___ Material provided
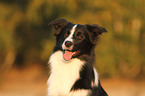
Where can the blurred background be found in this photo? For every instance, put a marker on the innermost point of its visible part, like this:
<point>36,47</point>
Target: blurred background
<point>26,42</point>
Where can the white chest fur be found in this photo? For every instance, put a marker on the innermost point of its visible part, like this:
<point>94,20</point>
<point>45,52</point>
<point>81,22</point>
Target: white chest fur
<point>63,74</point>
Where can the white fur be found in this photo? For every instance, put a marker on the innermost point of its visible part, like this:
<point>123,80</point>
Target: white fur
<point>80,92</point>
<point>63,75</point>
<point>69,38</point>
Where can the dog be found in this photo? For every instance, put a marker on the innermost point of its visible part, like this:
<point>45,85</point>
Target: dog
<point>72,60</point>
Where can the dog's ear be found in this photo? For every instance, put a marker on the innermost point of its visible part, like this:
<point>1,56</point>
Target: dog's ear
<point>58,25</point>
<point>94,31</point>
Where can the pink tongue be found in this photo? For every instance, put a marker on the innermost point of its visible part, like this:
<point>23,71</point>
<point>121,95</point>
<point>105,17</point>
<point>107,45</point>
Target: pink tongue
<point>67,55</point>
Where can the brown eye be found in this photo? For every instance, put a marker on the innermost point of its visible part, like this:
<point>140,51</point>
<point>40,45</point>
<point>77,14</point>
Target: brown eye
<point>67,34</point>
<point>79,35</point>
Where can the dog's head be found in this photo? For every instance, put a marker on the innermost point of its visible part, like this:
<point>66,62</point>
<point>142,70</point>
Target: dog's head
<point>75,40</point>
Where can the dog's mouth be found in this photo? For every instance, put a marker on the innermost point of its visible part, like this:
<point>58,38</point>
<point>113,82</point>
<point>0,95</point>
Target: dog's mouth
<point>68,55</point>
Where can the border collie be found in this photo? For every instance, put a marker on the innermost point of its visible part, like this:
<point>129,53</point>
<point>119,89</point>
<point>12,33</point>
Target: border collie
<point>72,60</point>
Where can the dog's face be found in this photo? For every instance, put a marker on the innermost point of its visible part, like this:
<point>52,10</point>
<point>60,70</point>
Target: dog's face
<point>75,40</point>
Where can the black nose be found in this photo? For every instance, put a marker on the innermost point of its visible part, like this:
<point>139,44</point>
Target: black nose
<point>68,43</point>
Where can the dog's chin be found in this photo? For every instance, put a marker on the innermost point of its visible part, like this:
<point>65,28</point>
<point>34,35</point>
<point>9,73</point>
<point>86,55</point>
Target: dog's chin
<point>68,54</point>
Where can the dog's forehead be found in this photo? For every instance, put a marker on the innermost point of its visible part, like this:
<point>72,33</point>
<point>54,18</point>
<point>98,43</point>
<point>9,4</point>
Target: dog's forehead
<point>79,27</point>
______
__Your objective__.
Can the entries above be repeated exactly, without their pictures?

__Answer for this exercise__.
Where can the blurred background be found in this photo? For every instance, put a marker on the innermost point of its visible part, like this:
<point>36,47</point>
Target: blurred background
<point>26,42</point>
Where can the white chest fur be found in this photo? For every instance, put a marker on the innermost point of its visible part, like this:
<point>94,20</point>
<point>45,52</point>
<point>81,22</point>
Target: white chest fur
<point>63,74</point>
Where can the white fur be found in this photo? For every instance, put a marker on the innermost point of its visible part, like this:
<point>123,80</point>
Target: white fur
<point>80,92</point>
<point>63,75</point>
<point>69,38</point>
Where can the dog be found in this photo? For every instance, put a marker on the innermost point of its visible part, like this:
<point>45,85</point>
Target: dog
<point>72,60</point>
Where can the dog's ear be found in this photo? For every instance, put a marker on the innermost point of its visible part, like this:
<point>1,56</point>
Target: dog's ear
<point>58,25</point>
<point>94,31</point>
Where can the pink tongue be found in this photo? For every instance, put a marker on the innermost point of its visible part, like this:
<point>23,71</point>
<point>121,95</point>
<point>105,17</point>
<point>107,45</point>
Target: pink tongue
<point>67,55</point>
Where can the brown eye be found in this photo? For every instance, put a marker on the innermost point of its visible part, like this:
<point>140,51</point>
<point>40,45</point>
<point>77,14</point>
Target: brown eye
<point>67,34</point>
<point>79,35</point>
Where can the dog's head be found in this photo? For every instance, put a marker on the innermost point of its visible part, like this:
<point>66,62</point>
<point>142,70</point>
Target: dog's head
<point>75,40</point>
Where can the dog's mouth be found in this photo? For every instance, put a marker on the innermost point of its visible part, like this:
<point>58,38</point>
<point>113,82</point>
<point>0,95</point>
Target: dog's mouth
<point>68,55</point>
Where can the border collie be found in this photo? For every instance, put a marker on the innermost point of its visible part, like this:
<point>129,53</point>
<point>119,89</point>
<point>12,33</point>
Target: border collie
<point>72,60</point>
Where can the dog's face be found in this photo? For every instance, put a marker on the innermost point of its visible part, like this:
<point>52,10</point>
<point>60,70</point>
Target: dog's face
<point>75,40</point>
Where can the black nose be found in this photo? For every instance, put a marker on the innermost point of its visible part, like this:
<point>139,44</point>
Target: black nose
<point>68,43</point>
Where can the dog's chin be found in this photo? For every instance, put a marker on the innermost point of its visible part, like this:
<point>65,28</point>
<point>34,35</point>
<point>9,73</point>
<point>86,55</point>
Target: dog's chin
<point>68,54</point>
Where can the dog's forehead be found in this photo? For every instance, put a marker on the innermost point of its visible part, like this:
<point>72,33</point>
<point>54,18</point>
<point>98,43</point>
<point>9,4</point>
Target: dog's forehead
<point>79,27</point>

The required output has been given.